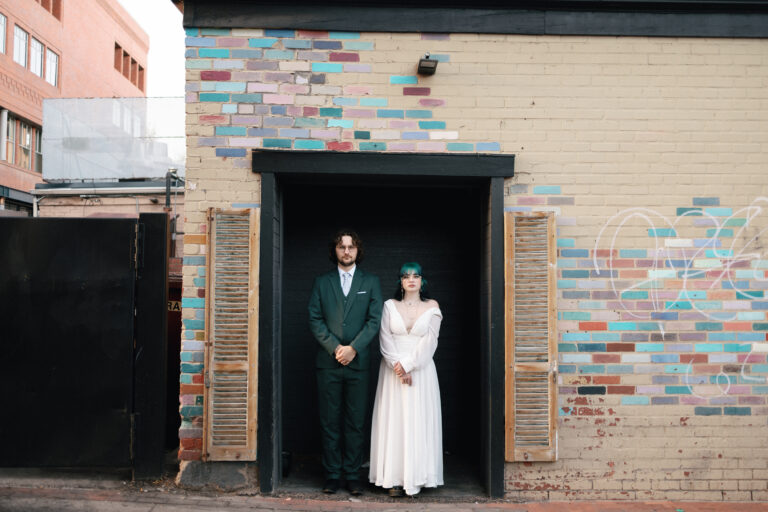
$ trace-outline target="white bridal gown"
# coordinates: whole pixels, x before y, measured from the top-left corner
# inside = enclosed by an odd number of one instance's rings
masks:
[[[381,316],[368,477],[384,488],[402,486],[410,495],[443,485],[440,386],[432,361],[442,318],[439,308],[429,308],[408,332],[392,299],[384,303]],[[398,361],[411,374],[410,386],[395,374]]]

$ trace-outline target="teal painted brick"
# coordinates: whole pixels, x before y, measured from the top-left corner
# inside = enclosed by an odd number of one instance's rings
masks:
[[[429,119],[432,117],[431,110],[406,110],[405,117],[411,119]]]
[[[355,130],[355,138],[360,140],[370,140],[371,132],[367,130]]]
[[[200,101],[227,103],[229,102],[229,94],[224,94],[220,92],[201,92]]]
[[[621,341],[621,334],[618,332],[592,331],[592,341]]]
[[[722,331],[723,324],[720,322],[696,322],[697,331]]]
[[[663,343],[635,343],[635,352],[664,352]]]
[[[563,311],[563,320],[589,320],[591,316],[587,311]]]
[[[211,67],[213,67],[213,61],[205,59],[187,59],[184,62],[184,67],[187,69],[211,69]]]
[[[696,303],[696,309],[723,309],[723,303],[719,300],[702,300]]]
[[[636,331],[637,324],[635,322],[608,322],[609,331]]]
[[[623,396],[621,405],[648,405],[651,403],[649,396]]]
[[[732,208],[705,208],[704,211],[713,217],[730,217],[733,215]]]
[[[589,341],[589,333],[586,332],[564,332],[563,341]]]
[[[638,322],[637,330],[638,331],[660,331],[661,327],[659,326],[659,322]]]
[[[419,121],[422,130],[445,130],[445,121]]]
[[[731,249],[707,249],[704,251],[707,258],[732,258],[733,251]]]
[[[557,351],[558,352],[577,352],[576,344],[575,343],[558,343],[557,344]],[[754,366],[753,366],[754,370]]]
[[[390,84],[417,84],[419,79],[415,76],[398,76],[393,75],[389,77]]]
[[[205,277],[205,267],[198,268],[197,269],[197,275],[200,276],[200,277]]]
[[[561,194],[560,185],[537,185],[533,187],[534,194]]]
[[[668,395],[690,395],[691,388],[688,386],[664,386],[664,392]]]
[[[748,343],[726,343],[724,348],[726,352],[751,352],[752,351],[752,345]]]
[[[379,109],[376,111],[377,117],[402,119],[405,116],[405,111],[400,109]]]
[[[571,354],[566,352],[560,354],[560,361],[563,363],[591,363],[592,356],[589,354]]]
[[[768,364],[753,364],[752,373],[768,373]]]
[[[205,299],[197,297],[182,297],[181,307],[183,308],[204,308]]]
[[[563,279],[588,279],[589,270],[561,270],[561,277]]]
[[[212,37],[187,37],[184,43],[187,46],[216,46],[216,40]]]
[[[658,270],[649,270],[648,271],[648,277],[650,278],[670,278],[675,279],[677,277],[677,270],[675,269],[658,269]]]
[[[204,277],[194,277],[192,278],[192,284],[198,287],[205,286],[205,278]]]
[[[387,98],[360,98],[361,107],[386,107]]]
[[[272,48],[275,43],[277,42],[277,38],[274,37],[267,37],[267,38],[251,38],[248,39],[248,46],[251,48]]]
[[[370,41],[344,41],[345,50],[373,50],[373,42]]]
[[[293,147],[295,149],[325,149],[325,142],[321,140],[297,140]]]
[[[558,279],[557,280],[557,287],[561,290],[567,290],[570,288],[576,288],[578,286],[578,283],[576,281],[569,281],[567,279]]]
[[[361,142],[360,151],[385,151],[387,144],[384,142]]]
[[[192,376],[191,375],[179,375],[179,382],[181,384],[192,384]]]
[[[184,318],[182,319],[182,322],[184,323],[184,328],[188,331],[201,331],[205,329],[205,321],[204,320],[195,320],[192,318]]]
[[[681,215],[701,216],[702,213],[701,213],[701,208],[678,208],[677,215],[678,217]]]
[[[689,364],[665,364],[664,373],[691,373]]]
[[[296,52],[293,50],[267,50],[264,52],[265,59],[274,60],[293,60]]]
[[[450,62],[451,56],[445,53],[432,53],[429,55],[430,60],[436,60],[437,62]]]
[[[328,39],[360,39],[360,32],[328,32]]]
[[[205,265],[205,256],[184,256],[182,261],[187,266]]]
[[[752,260],[749,262],[751,268],[765,268],[768,269],[768,260]]]
[[[726,228],[739,228],[741,226],[746,226],[747,219],[726,219],[723,223],[723,226]]]
[[[726,416],[751,416],[751,407],[723,407],[723,414]]]
[[[351,119],[329,119],[328,120],[328,128],[334,128],[334,127],[341,127],[341,128],[352,128],[354,126],[355,122]]]
[[[605,373],[605,365],[583,364],[579,366],[579,373]]]
[[[765,320],[765,313],[761,311],[739,311],[736,313],[737,320]]]
[[[293,39],[296,36],[295,30],[281,30],[281,29],[267,29],[264,31],[264,35],[267,37],[280,37]]]
[[[768,386],[752,386],[752,394],[768,395]]]
[[[630,290],[621,292],[621,298],[626,300],[642,300],[648,298],[648,292],[640,290]]]
[[[184,339],[187,339],[187,340],[195,339],[195,332],[194,331],[184,331]]]
[[[212,58],[212,59],[228,59],[229,58],[229,50],[225,48],[200,48],[197,52],[197,54],[201,58]]]
[[[217,126],[216,135],[246,135],[245,126]]]
[[[233,103],[261,103],[261,93],[233,94]]]
[[[195,37],[197,35],[200,35],[200,29],[198,28],[185,28],[184,34],[189,37]]]
[[[620,249],[619,256],[622,258],[645,258],[647,251],[645,249]]]
[[[578,266],[579,266],[579,263],[576,260],[563,259],[563,258],[560,258],[557,260],[558,268],[576,268]]]
[[[200,363],[182,363],[181,373],[200,373],[203,371],[203,365]]]
[[[580,300],[580,309],[605,309],[605,301],[602,300]]]
[[[694,352],[722,352],[722,343],[696,343],[693,346]]]
[[[323,117],[341,117],[342,109],[332,107],[321,107],[320,115]]]
[[[309,39],[284,39],[283,48],[291,48],[294,50],[312,48],[312,41]]]
[[[634,373],[635,369],[629,364],[609,364],[606,365],[605,372],[608,375],[619,375]]]
[[[755,322],[752,324],[753,331],[768,331],[768,322]]]
[[[679,299],[689,299],[689,300],[698,300],[698,299],[706,299],[707,298],[707,292],[705,291],[688,291],[683,290],[680,292],[680,294],[677,296]],[[690,308],[688,308],[690,309]]]
[[[291,139],[264,139],[262,145],[265,148],[290,148]]]
[[[637,288],[664,288],[664,281],[659,281],[657,279],[654,279],[653,281],[646,281],[644,283],[640,283]]]
[[[720,206],[719,197],[694,197],[693,206]]]
[[[714,237],[723,237],[723,238],[730,238],[733,237],[733,230],[732,229],[718,229],[718,228],[710,228],[707,230],[707,238],[714,238]]]
[[[723,409],[721,407],[699,406],[695,407],[693,412],[696,416],[720,416],[723,414]]]
[[[314,73],[341,73],[344,66],[337,62],[313,62],[312,71]]]
[[[221,106],[222,114],[237,114],[237,105],[226,104]]]
[[[472,151],[475,149],[474,144],[468,142],[449,142],[445,147],[448,151]]]
[[[574,238],[558,238],[558,247],[576,247],[576,239]]]
[[[245,82],[214,82],[216,91],[245,92]]]
[[[649,228],[648,236],[674,237],[677,236],[677,232],[672,228]]]
[[[328,126],[344,126],[345,128],[352,128],[352,121],[348,121],[349,126],[342,124],[331,124],[331,121],[341,121],[339,119],[328,119]],[[325,119],[317,119],[314,117],[297,117],[293,122],[293,126],[296,128],[325,128]]]
[[[202,416],[203,408],[197,405],[183,405],[179,409],[179,414],[185,420],[191,420],[196,416]]]
[[[761,299],[765,292],[757,290],[736,290],[737,299]]]
[[[181,362],[183,363],[202,363],[205,359],[205,353],[203,352],[182,352]]]

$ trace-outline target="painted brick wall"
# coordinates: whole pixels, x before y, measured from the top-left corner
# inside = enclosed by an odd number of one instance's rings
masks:
[[[558,226],[560,442],[512,499],[768,499],[768,41],[188,29],[181,458],[204,211],[250,148],[513,153]],[[418,77],[418,58],[440,60]]]

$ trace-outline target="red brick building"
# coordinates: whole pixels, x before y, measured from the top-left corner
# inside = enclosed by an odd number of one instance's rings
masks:
[[[0,0],[0,215],[32,212],[43,99],[146,96],[148,51],[117,0]]]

========

**WHAT TO WORK ON:** Please find out how many lines of the material contain the string "painted" and answer with the count alone.

**ANSWER BOX:** 2